■ DATA TO EXAMINE:
□ □ □ □ □ □ □
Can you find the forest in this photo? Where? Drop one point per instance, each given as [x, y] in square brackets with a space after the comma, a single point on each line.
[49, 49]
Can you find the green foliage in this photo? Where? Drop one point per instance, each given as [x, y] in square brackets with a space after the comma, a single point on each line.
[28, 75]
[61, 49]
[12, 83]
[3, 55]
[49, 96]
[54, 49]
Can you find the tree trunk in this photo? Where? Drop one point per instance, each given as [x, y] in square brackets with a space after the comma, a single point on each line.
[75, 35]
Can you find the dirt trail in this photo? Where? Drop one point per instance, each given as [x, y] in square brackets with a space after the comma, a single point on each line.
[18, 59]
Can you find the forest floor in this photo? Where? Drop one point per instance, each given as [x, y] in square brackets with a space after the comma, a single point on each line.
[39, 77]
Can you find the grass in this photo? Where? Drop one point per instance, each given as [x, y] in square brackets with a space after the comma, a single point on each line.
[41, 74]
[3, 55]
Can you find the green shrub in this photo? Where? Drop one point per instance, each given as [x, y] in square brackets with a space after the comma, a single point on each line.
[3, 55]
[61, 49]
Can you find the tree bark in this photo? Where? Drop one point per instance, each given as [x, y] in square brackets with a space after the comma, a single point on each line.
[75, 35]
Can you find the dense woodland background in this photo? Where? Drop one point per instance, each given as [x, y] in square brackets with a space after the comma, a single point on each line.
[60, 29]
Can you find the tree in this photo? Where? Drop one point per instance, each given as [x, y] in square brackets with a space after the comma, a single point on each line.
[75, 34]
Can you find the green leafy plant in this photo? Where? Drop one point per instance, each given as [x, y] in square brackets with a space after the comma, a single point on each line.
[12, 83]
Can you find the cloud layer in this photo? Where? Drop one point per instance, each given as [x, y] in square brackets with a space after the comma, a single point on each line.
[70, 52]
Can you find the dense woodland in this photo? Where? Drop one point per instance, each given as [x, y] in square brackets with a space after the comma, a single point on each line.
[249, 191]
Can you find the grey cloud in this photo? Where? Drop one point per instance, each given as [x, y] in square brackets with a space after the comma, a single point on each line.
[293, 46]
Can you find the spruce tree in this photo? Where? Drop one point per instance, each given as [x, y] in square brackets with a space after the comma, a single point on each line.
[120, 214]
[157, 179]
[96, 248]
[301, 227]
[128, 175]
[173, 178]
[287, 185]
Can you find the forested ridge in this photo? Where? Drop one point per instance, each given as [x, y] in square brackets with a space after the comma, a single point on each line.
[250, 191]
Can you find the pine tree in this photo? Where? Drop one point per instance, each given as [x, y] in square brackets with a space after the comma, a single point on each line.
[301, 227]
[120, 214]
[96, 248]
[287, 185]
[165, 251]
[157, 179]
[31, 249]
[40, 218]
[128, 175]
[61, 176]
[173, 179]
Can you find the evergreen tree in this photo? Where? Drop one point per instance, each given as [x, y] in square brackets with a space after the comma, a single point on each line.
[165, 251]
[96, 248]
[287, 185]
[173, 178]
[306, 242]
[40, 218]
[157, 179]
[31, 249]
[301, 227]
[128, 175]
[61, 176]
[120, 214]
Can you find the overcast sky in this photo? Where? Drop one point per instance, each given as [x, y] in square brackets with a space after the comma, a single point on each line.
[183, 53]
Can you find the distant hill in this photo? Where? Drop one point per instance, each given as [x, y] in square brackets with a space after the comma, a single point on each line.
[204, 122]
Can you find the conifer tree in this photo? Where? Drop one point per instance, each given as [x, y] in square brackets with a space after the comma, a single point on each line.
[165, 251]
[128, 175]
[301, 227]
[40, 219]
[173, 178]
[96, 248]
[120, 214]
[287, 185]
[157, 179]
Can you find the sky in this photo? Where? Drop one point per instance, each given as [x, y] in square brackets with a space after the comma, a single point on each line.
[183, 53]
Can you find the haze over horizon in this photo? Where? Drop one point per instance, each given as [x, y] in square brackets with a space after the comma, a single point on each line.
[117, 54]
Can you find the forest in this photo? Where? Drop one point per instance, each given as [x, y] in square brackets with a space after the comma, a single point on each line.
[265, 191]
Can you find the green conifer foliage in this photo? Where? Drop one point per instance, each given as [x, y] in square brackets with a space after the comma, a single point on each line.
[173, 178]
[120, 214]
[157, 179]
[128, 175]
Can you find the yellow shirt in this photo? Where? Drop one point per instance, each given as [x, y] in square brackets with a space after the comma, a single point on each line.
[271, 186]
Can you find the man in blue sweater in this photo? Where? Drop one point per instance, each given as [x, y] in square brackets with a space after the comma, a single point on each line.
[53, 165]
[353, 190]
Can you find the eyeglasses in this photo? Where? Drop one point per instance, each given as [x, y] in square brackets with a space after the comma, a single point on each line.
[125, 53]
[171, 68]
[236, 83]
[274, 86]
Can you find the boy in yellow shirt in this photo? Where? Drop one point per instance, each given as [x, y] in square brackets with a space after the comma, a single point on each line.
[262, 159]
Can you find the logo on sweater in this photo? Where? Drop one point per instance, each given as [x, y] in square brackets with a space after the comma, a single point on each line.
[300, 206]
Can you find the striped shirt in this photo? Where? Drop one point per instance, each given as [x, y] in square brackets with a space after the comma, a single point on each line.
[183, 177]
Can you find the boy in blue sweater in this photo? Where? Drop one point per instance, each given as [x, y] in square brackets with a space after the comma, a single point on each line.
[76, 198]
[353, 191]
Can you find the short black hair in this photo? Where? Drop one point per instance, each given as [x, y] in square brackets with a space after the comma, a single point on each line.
□ □ □ □ □ □ □
■ TASK GOAL:
Could you reproduce every record above exactly as it stands?

■ ANSWER TO THIS TASK:
Can you find the forest in this photo? Where? Drop one point per instance, each given as [x, y] in square brackets with a space after the comma, a single point on each line.
[49, 49]
Can you find the green foliage in this photo? Where? Drop one point per instance, each given as [x, y] in square brackets with a space after the comma, a single point on each line.
[28, 75]
[61, 49]
[12, 83]
[3, 55]
[49, 96]
[54, 49]
Can you find the tree trunk in this photo? Where? Drop one point per instance, each given as [x, y] in square brackets with a space after the comma, a single point on each line.
[75, 35]
Can you find the dirt trail in this photo? Where? Drop one point per instance, each given as [x, y] in square brackets with a space after the comma, a single point on each line.
[18, 59]
Can you find the forest floor in this photo? Where? Drop one point per instance, each given as [x, y] in square brackets with a space after the comma, a single point on each line.
[39, 77]
Can you find the grass in this photo? Where? Drop one point per instance, each given as [x, y] in square brackets with a space after the comma, a single point on each line.
[41, 74]
[3, 55]
Can you find the green shrub in this photo? Where? Drop one point per instance, each given as [x, y] in square brackets with a space after the comma, a single point on each line.
[3, 55]
[61, 49]
Can you find the tree bark in this photo? Where? Drop one point per instance, each given as [x, y] in square brackets with a space after the comma, a single point on each line.
[75, 35]
Can you find the dense woodland background in this photo? Where? Drop one point per instance, each given as [x, y] in square brackets with a space after the comma, a single point on each line.
[60, 29]
Can you find the tree in this photo? Where? Drop one point per instance, each given as [x, y] in square brackets with a space after the comma, a single point on each line.
[75, 34]
Can you find the green leafy plant in this photo? Where? Drop one point per instance, each given as [x, y] in square brackets with a space after the comma, a single point on each line.
[12, 83]
Can you find the cloud layer in this photo? Where? Drop one point per instance, each given as [x, y] in square brackets with a space after the comma, a single point on each line.
[70, 52]
Can you find the dense woodland in this photo? Where? Drop one point per instance, each given as [x, y] in square brackets with a space after the comma, a single point on each line.
[249, 191]
Can you find the grey cloud in this photo? Where? Drop one point per instance, each given as [x, y] in square brackets with a space after the comma, a single point on each line.
[293, 46]
Can you find the spruce tree in this photo? Where? Drop one point per instance, each given as [x, y] in square brackets with a space after the comma, a single point on each line.
[120, 214]
[157, 179]
[96, 248]
[301, 227]
[128, 175]
[173, 178]
[287, 185]
Can you find the forested ridge in this photo? Where? Drop one point per instance, each given as [x, y] in square brackets with a space after the comma, a single point on each line.
[250, 191]
Can you find the pine tree in this photo? Where? Drop one point per instance, each given as [x, y] in square brackets with a space after the comma, a single point on each line.
[301, 227]
[120, 214]
[96, 248]
[287, 185]
[165, 251]
[157, 179]
[31, 249]
[40, 218]
[128, 175]
[61, 176]
[173, 179]
Can you find the evergreen tree in this photo? Where? Drop one point per instance, each given as [x, y] in square brackets with a space after the comma, a single point on each line.
[165, 251]
[96, 248]
[287, 185]
[173, 178]
[306, 242]
[40, 218]
[157, 179]
[31, 249]
[301, 227]
[128, 175]
[61, 176]
[120, 214]
Can you find the overcast sky in this photo? Where? Drop one point per instance, each given as [x, y] in square brackets with a space after the comma, a single point on each line.
[183, 53]
Can you find the distant hill in this photo? Where? Drop one point per instance, each given as [x, y] in square brackets with a space after the comma, a single point on each line.
[204, 122]
Can you find the conifer tree in this photo? Where? Drop one point per instance, each given as [x, y] in square brackets with a space after the comma, a single point on each line.
[165, 251]
[128, 175]
[301, 227]
[40, 219]
[173, 178]
[96, 248]
[120, 214]
[287, 185]
[157, 179]
Can you find the sky in this photo? Where? Drop one point per instance, each given as [x, y] in square brackets with a space after the comma, a single point on each line.
[183, 53]
Can you find the haze over horizon in this photo? Where? Drop one point per instance, each given as [x, y] in square brackets with a space after the comma, a single point on each line.
[117, 54]
Can you find the forest in this photo? Where? Drop one point per instance, each given as [x, y] in square brackets with a space after the comma, a single point on each line.
[265, 191]
Can you find the green conifer foliage in this photo? Where? Drop one point per instance, each given as [x, y] in square brackets with a space after the comma, a single point on each line.
[173, 178]
[120, 214]
[157, 179]
[128, 175]
Can you find the yellow shirt in this photo? Where? Drop one point per instance, each given as [x, y] in square brackets with a space after the comma, a single point on each line.
[271, 186]
Can you find the man in blue sweater in this photo? Where? Drop one point per instance, each given as [x, y] in square brackets with a space after the comma, a single point on each line.
[53, 165]
[353, 190]
Can you find the eyeglasses in this photo? Where? Drop one point per instance, each given as [x, y] in square brackets with a space after the comma, a single point on each line.
[125, 53]
[171, 68]
[236, 83]
[274, 86]
Can you find the boy in yellow shirt in this photo? Where? Drop one point per instance, each given as [x, y] in square brackets with a space after the comma, a single point on each line.
[262, 159]
Can you find the logo on sweater in this photo? Where? Drop one point per instance, each given as [x, y] in square brackets with a space after the comma, a single point on each line.
[300, 206]
Can you find the striped shirt in this photo? Where? Drop one point per instance, each given as [x, y] in square brackets with a space after the comma, a single point on each line.
[183, 177]
Can you find the boy in blue sweater in this photo? Where? Drop one point per instance, each given as [x, y] in square brackets with a space after the comma, a single point on each line.
[76, 198]
[353, 191]
Can you find the short black hair in this photo? Where? Drop one point per instance, each given as [x, y] in square brackets with a space after the comma, a single point on each line.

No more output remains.